"""
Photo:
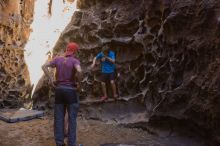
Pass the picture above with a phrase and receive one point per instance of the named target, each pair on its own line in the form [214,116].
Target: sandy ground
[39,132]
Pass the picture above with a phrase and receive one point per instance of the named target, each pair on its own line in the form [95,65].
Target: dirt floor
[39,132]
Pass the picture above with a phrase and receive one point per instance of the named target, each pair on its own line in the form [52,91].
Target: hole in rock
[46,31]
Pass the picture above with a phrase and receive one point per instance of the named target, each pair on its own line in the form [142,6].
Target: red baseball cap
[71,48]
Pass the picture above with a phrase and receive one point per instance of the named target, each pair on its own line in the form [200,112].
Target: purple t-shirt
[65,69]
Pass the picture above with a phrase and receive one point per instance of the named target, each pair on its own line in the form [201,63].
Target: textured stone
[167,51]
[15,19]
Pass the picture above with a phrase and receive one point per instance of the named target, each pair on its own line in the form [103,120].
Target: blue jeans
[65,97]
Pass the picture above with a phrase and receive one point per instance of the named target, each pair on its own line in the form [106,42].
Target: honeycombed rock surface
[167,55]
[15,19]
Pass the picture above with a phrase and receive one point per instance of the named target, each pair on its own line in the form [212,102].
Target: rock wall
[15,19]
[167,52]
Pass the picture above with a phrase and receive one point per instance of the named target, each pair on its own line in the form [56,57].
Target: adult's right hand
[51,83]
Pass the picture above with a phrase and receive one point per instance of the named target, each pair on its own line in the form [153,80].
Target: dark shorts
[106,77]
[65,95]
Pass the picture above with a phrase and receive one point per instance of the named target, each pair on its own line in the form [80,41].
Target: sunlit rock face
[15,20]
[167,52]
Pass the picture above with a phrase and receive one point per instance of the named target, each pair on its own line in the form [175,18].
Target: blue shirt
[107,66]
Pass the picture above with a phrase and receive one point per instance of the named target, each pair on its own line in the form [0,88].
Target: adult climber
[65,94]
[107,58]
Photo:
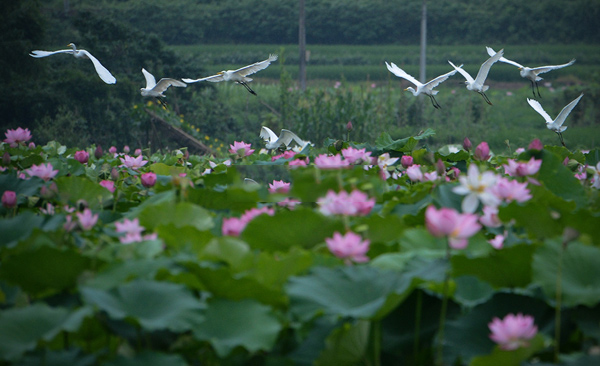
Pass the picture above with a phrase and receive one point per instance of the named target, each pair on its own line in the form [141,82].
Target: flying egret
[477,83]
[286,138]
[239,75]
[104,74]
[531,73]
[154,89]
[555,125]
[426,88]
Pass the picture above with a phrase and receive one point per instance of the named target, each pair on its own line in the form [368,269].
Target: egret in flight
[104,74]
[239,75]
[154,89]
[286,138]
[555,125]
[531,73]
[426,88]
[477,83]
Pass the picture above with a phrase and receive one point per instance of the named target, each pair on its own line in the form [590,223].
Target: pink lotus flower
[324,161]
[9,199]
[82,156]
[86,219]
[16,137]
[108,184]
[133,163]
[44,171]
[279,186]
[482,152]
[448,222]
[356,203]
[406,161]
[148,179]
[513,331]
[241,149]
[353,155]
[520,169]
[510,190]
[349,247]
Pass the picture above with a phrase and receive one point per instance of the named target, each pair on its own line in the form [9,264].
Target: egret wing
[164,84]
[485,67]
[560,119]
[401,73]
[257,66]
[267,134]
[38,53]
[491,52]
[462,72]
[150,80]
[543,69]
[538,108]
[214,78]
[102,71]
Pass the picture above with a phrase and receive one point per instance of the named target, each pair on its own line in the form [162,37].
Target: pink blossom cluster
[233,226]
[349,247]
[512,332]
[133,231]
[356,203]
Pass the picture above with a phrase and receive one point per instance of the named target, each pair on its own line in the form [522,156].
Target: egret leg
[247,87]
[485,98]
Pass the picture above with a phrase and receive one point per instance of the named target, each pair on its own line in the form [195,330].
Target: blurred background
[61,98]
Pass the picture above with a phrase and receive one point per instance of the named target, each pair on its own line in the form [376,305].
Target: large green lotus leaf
"""
§ Task objective:
Copy out every entry above word for word; omit the images.

§ Output of the exercise:
Photo:
Pass the picture above with a phrase and receive one point per instance of the named target, each pair on its own line in the form [214,116].
Target: sandy ground
[39,132]
Pass the picture above with a phrase and receive one point per instance of the named target, each pair on its own line in the form [95,65].
Target: dirt floor
[39,132]
Pass the picture above with a phrase and receive one point per instance of the named target, each pair on its own line in the form [52,91].
Target: hole in rock
[46,31]
Pass the picture above with a phrase and receive one point per instance of the named target, each pair on its own line in the form [142,6].
Target: red baseball cap
[71,48]
Pass the picture above with a phrase and receive one point per instance of the named target, each pair on its own line in the form [200,112].
Target: purple t-shirt
[65,69]
Pass the picture above with a phrase and receive one point per instance of the named target, each pair on its own line in the form [201,63].
Target: textured stone
[167,51]
[15,19]
Pass the picture above with a phrase and receive one point per instance of the named target, each pair on its own line in the form [103,120].
Target: blue jeans
[65,97]
Pass the picture above with a phrase and receive one point per instance of the named target, each pair on its own line in the form [106,42].
Target: honeycombed rock surface
[167,55]
[15,19]
Pass the picture above with a phrase and receive one point per instance of the named target, each pair on its own line in the form [212,102].
Target: rock wall
[15,19]
[167,52]
Pass the picture above with a phrase and receive one point per instance of the named target, each pair on its own line in the form [56,57].
Target: adult's right hand
[51,83]
Pass the picture above with a phrase and receive one point per instance of the named target, each pair on its own line in the form [153,80].
Target: dark shorts
[106,77]
[65,95]
Pass the picture above with a phrase and receive one point per instance of the named target, each pair on its own line in the form [80,41].
Target: sunlit rock face
[15,20]
[167,52]
Pass the picture above with a phrase and receive one point per instance of the named target, each pair on its own line in the form [175,18].
Target: blue shirt
[107,66]
Pass the picture above with a phrase and receive one point per instance of the named target, each pair on its own line in the form [0,88].
Target: adult climber
[65,94]
[107,58]
Photo:
Pass the picture above with a phrase and receive one point per instance of the named target, each pair on its own line in the form [141,82].
Target: flying egret
[477,83]
[286,138]
[239,75]
[104,74]
[531,73]
[154,89]
[555,125]
[426,88]
Pass the picture above with a phrase and receive one point per instance of the named target, each pair on its own line in the form [368,269].
Target: egret in flight
[104,74]
[239,75]
[154,89]
[286,138]
[555,125]
[531,73]
[426,88]
[477,83]
Pass the picture above with a phrase and receive one point per instance of the named target, each pair on its own line in the form [590,223].
Target: pink lotus flower
[324,161]
[9,199]
[82,156]
[86,219]
[16,137]
[108,184]
[133,163]
[44,171]
[279,186]
[482,152]
[448,222]
[356,203]
[406,161]
[148,179]
[513,331]
[241,149]
[353,155]
[520,169]
[510,190]
[349,247]
Pass the picture above with a phrase and receive one point per instance of the named target, each pair on its own line in the form [9,264].
Target: egret wing
[164,84]
[485,67]
[560,119]
[401,73]
[257,66]
[267,134]
[38,53]
[491,52]
[462,72]
[150,80]
[543,69]
[538,108]
[214,78]
[102,71]
Pass the picture above with a phrase and receive one point per instance of the named target, each pair on its own line in the form [162,37].
Target: pink blossom cluster
[233,226]
[349,247]
[512,332]
[133,231]
[356,203]
Pass the picture above with a phrase and receive one point per instance of the named target, each pair on its own line in the form [522,156].
Target: egret leg
[247,87]
[485,98]
Pass the picture above with a phrase and receive one point per instance of the named target, each pair on its own line in the form [195,330].
Target: blurred background
[61,98]
Pass the picture above with a phrase and receive one point per instance of the named target, each pair on its own line in the form [376,305].
Target: large green lotus leaf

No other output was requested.